Document:
Newsom begins universal health care access without
Ammiano funding legislation
Frustrated supervisors urge merger of Ammiano
and Newsom plans into single legislation
Photo(s) by
Luke Thomas
By Pat Murphy
July 6, 2006
City departments will begin retooling immediately to provide
universal health care access in San Francisco, Mayor Gavin Newsom's
office reported Wednesday.
The move sidesteps full funding legislation developed by Supervisor
Tom Ammiano.
As early as today, Newsom will redirect City agencies now spending
$104 million annually of the projected $198 million full cost
to implement the San
Francisco Health Access Plan (SFHAP) agreed upon by a range
of stakeholders June 20.
The mayor's options include issuing an executive directive or
more formal reorganization of departments depending on City Attorney
advice, mayoral press secretary Peter Ragone told the Sentinel
yesterday.
Cost for broadening SFHAP to all eligible San Franciscans, an
estimate raised yesterday to 85,000 health care consumers, requires
additional funding over the $104 million now spent. The SFHAP
plan calls for an additional $56 million generated by user co-payments.
Estimates are based SFHAP enrollment by all 85,000 residents
eligible, however costs drop proportionately to smaller enrollment.
Based on full 85,000 enrollment, the Ammiano separate but parallel
measure, which requires employers to provide health care insurance
coverage for a larger number of employees, would raise the additional
funding.
Although labor and business leaders support SFHAP the level of
employer contribution remains in dispute. Newsom supports required
employer contributions, come to be known as 'the mandate.' Newsom
has not signed on to specific employer requirements of Ammiano's
Worker Healthcare Security Act (WHSA).

Exercise data:
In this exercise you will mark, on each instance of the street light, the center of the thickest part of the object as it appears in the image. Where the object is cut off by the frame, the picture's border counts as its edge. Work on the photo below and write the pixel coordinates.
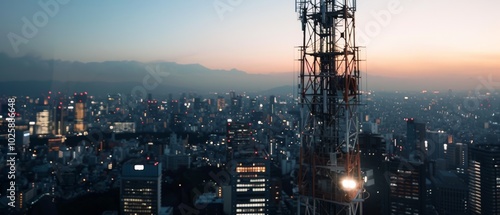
(348, 184)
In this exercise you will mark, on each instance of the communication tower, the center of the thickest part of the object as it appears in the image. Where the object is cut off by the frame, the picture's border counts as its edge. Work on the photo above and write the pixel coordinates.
(330, 179)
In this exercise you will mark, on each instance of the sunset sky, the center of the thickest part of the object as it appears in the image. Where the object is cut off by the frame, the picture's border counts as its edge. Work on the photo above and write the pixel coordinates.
(407, 38)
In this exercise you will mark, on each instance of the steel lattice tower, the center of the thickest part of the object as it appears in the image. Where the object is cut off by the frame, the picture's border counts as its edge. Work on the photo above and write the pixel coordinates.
(330, 180)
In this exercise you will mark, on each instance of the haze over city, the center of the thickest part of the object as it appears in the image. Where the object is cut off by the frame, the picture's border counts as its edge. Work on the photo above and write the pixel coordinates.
(234, 107)
(410, 45)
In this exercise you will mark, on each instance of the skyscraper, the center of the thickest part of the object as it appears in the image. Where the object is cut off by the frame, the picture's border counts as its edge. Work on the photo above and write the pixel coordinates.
(140, 191)
(484, 179)
(80, 99)
(407, 187)
(250, 172)
(415, 140)
(238, 135)
(251, 192)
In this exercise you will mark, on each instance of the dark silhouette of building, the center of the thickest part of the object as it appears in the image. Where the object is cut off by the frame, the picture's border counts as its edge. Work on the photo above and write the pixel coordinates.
(140, 191)
(415, 140)
(484, 179)
(80, 100)
(407, 187)
(450, 193)
(239, 136)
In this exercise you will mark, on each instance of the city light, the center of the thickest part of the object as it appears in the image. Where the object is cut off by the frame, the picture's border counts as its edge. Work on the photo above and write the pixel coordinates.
(348, 184)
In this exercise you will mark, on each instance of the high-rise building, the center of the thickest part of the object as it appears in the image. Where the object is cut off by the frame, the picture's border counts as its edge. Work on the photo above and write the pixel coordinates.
(43, 122)
(450, 193)
(407, 187)
(238, 135)
(251, 189)
(484, 179)
(80, 99)
(140, 191)
(457, 157)
(415, 140)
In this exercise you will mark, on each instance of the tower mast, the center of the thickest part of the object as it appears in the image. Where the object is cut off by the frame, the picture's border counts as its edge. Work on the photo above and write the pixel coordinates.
(330, 179)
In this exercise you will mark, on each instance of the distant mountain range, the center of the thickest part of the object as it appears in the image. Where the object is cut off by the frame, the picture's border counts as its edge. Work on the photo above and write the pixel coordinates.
(31, 75)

Problems:
• a. Rewrite the stretch of the records from the line containing "of the dark" through the end of the records as a JSON list of strings, with one string per line and blank lines omitted.
• b. Extend the article on San Francisco's universal health care plan, starting from where it stops.

Response list:
• a.
[
  "In this exercise you will mark, on each instance of the dark silhouette of building, the center of the thickest part of the object as it appears in the image. Where the object is cut off by the frame, the picture's border counts as its edge. Work on the photo above and write the pixel coordinates.",
  "(140, 191)",
  "(415, 140)",
  "(484, 179)",
  "(80, 100)",
  "(407, 187)",
  "(450, 193)",
  "(239, 136)",
  "In this exercise you will mark, on each instance of the city light, the center of the thickest part of the object as it appears in the image. Where the object is cut off by the frame, the picture's border counts as its edge. Work on the photo above and write the pixel coordinates.",
  "(348, 184)",
  "In this exercise you will mark, on each instance of the high-rise building, the center of the thickest part of the object as it appears in the image. Where the object is cut off by the frame, the picture's border counts as its edge. Work on the photo above and write the pixel coordinates.",
  "(43, 122)",
  "(450, 193)",
  "(407, 187)",
  "(238, 135)",
  "(251, 189)",
  "(484, 179)",
  "(80, 99)",
  "(140, 191)",
  "(457, 157)",
  "(415, 140)",
  "In this exercise you will mark, on each instance of the tower mast, the center of the thickest part of the object as it appears in the image. Where the object is cut off by the frame, the picture's border counts as its edge. Work on the photo above and write the pixel coordinates.",
  "(330, 179)",
  "In this exercise you will mark, on each instance of the distant mountain range, the center of the thickest part of the object as it appears in the image. Where the object is cut off by the frame, the picture's border counts as its edge. Work on the photo above and write the pixel coordinates.",
  "(31, 75)"
]

• b.
Even so, Newsom's head of the City Health Department yesterday
described WHSA as essential to SFHAP success.
"I believe from a health policy point of view that the Health
Access Plan cannot successfully go forward without the legislation
that Supervisor Ammiano is carrying as well," Dr. Mitch Katz
told a committee of the Board of Supervisors Tuesday.
Dr. Mitch Katz
"I do see them as two legislations that were meant to fit
together and do fit together. One can't succeed without the other."
And committee members expressing frustration with lack of funding
agreement yesterday urged merger of both measures into single
legislation.
The Budget and Finance Committee will reconvene Tuesday at 10:00
a.m. to make that recommendation with WHSA amendments offered
yesterday.
Hours later the full Board of Supervisors could adopt the recommendation
at its 2:00 p.m. meeting.
The committee recommended WHSA amendments including:
-- Delaying employer contribution from July, 2007, to July 8,
2008.
-- Requiring the City Controller to report quarterly on WHSA
impact on the City budget, on the City's health care delivery
system, and on impact on the San Francisco economy.
-- Requiring a similar report from the City Labor Standards and
Enforcement Agency.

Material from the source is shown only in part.